(Records from a data source)
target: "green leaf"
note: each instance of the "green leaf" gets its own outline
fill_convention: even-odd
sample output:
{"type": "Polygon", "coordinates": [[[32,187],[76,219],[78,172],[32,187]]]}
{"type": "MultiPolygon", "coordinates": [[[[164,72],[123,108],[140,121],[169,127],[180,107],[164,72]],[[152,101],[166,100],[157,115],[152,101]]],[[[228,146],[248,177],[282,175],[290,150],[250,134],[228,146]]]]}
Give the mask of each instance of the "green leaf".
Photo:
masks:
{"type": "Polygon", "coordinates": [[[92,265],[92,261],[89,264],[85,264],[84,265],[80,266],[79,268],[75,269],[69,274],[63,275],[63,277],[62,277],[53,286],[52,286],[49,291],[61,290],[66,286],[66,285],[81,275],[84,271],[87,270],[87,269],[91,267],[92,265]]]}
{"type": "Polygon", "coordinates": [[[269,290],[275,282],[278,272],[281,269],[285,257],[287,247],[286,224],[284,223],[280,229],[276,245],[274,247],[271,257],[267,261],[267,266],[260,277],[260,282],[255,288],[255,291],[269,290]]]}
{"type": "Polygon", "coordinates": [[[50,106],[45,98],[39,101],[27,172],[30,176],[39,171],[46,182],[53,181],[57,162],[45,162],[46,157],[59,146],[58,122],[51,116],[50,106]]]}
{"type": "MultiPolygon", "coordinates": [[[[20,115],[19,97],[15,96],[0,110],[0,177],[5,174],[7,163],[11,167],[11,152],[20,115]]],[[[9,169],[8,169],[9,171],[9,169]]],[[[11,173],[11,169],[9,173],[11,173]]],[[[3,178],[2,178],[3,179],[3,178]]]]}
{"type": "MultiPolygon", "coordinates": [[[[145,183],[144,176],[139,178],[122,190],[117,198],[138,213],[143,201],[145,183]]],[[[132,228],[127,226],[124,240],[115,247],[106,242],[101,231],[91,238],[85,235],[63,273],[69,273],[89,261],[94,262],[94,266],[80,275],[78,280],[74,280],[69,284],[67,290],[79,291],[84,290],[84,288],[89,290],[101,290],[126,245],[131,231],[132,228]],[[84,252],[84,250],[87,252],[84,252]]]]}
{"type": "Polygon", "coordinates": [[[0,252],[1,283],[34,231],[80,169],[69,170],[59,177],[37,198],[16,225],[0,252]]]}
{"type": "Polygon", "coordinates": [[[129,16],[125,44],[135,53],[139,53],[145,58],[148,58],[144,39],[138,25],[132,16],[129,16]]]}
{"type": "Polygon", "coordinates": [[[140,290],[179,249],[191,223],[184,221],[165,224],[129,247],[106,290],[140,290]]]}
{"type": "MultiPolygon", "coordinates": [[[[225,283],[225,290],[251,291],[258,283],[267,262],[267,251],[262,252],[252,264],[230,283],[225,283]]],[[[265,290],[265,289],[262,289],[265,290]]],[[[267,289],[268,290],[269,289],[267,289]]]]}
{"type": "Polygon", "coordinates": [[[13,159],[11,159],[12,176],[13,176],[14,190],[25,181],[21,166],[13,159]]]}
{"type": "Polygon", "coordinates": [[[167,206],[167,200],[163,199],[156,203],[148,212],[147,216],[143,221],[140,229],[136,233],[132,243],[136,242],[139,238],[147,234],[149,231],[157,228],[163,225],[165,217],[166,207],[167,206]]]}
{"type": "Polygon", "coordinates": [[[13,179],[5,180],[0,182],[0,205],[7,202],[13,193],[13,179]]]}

§ **SET PROBLEM**:
Transcribe the material above in its entirety. Match it exactly.

§ **COMPLETE ANSWER**:
target: "green leaf"
note: each instance of the "green leaf" gets its own outline
fill_convention: even-odd
sample output:
{"type": "Polygon", "coordinates": [[[32,187],[76,219],[78,172],[32,187]]]}
{"type": "MultiPolygon", "coordinates": [[[[164,72],[123,108],[140,121],[169,127],[180,107],[164,72]],[[152,101],[166,100],[157,115],[152,101]]],[[[228,146],[248,177],[282,175],[290,150],[250,134],[228,146]]]]}
Give the mask of each instance of the "green leaf".
Photo:
masks:
{"type": "Polygon", "coordinates": [[[92,265],[92,261],[89,264],[85,264],[84,265],[80,266],[79,268],[75,269],[69,274],[63,275],[63,277],[62,277],[53,286],[52,286],[49,291],[61,290],[66,286],[66,285],[81,275],[84,271],[87,270],[87,269],[91,267],[92,265]]]}
{"type": "Polygon", "coordinates": [[[269,290],[275,282],[278,272],[281,269],[285,257],[287,247],[286,224],[284,223],[280,229],[276,245],[274,247],[271,257],[267,261],[267,266],[260,277],[260,282],[255,288],[255,291],[269,290]]]}
{"type": "Polygon", "coordinates": [[[50,106],[45,98],[39,101],[27,172],[30,176],[39,171],[46,182],[53,181],[57,162],[45,162],[46,157],[59,146],[58,122],[51,116],[50,106]]]}
{"type": "MultiPolygon", "coordinates": [[[[20,115],[19,97],[15,96],[0,110],[0,177],[5,174],[7,163],[11,167],[11,152],[20,115]]],[[[9,169],[8,169],[9,171],[9,169]]],[[[11,173],[11,169],[9,173],[11,173]]],[[[3,178],[2,178],[3,179],[3,178]]]]}
{"type": "MultiPolygon", "coordinates": [[[[145,183],[144,176],[139,178],[122,190],[117,198],[138,213],[143,201],[145,183]]],[[[132,228],[127,226],[124,240],[115,247],[106,242],[101,231],[91,238],[85,235],[63,273],[69,273],[89,261],[94,262],[94,266],[80,275],[78,280],[74,280],[69,284],[67,290],[79,291],[84,290],[84,288],[89,290],[101,290],[126,245],[131,231],[132,228]],[[84,252],[84,250],[87,252],[84,252]]]]}
{"type": "Polygon", "coordinates": [[[0,252],[1,283],[34,231],[80,169],[69,170],[59,177],[37,198],[16,225],[0,252]]]}
{"type": "Polygon", "coordinates": [[[129,16],[125,44],[135,53],[139,53],[145,58],[148,58],[144,39],[138,25],[132,16],[129,16]]]}
{"type": "Polygon", "coordinates": [[[140,290],[179,249],[191,223],[184,221],[165,224],[129,247],[106,290],[140,290]]]}
{"type": "MultiPolygon", "coordinates": [[[[225,283],[225,290],[251,291],[258,283],[267,262],[267,251],[262,252],[252,264],[230,283],[225,283]]],[[[265,290],[265,289],[262,289],[265,290]]],[[[267,289],[268,290],[269,289],[267,289]]]]}
{"type": "Polygon", "coordinates": [[[13,159],[11,159],[12,176],[13,176],[14,190],[25,181],[21,166],[13,159]]]}
{"type": "Polygon", "coordinates": [[[167,206],[167,200],[163,199],[156,203],[148,212],[147,216],[143,221],[140,229],[136,233],[132,243],[136,242],[139,238],[147,234],[149,231],[157,228],[163,225],[165,217],[166,207],[167,206]]]}
{"type": "Polygon", "coordinates": [[[13,179],[5,180],[0,182],[0,205],[7,202],[13,193],[13,179]]]}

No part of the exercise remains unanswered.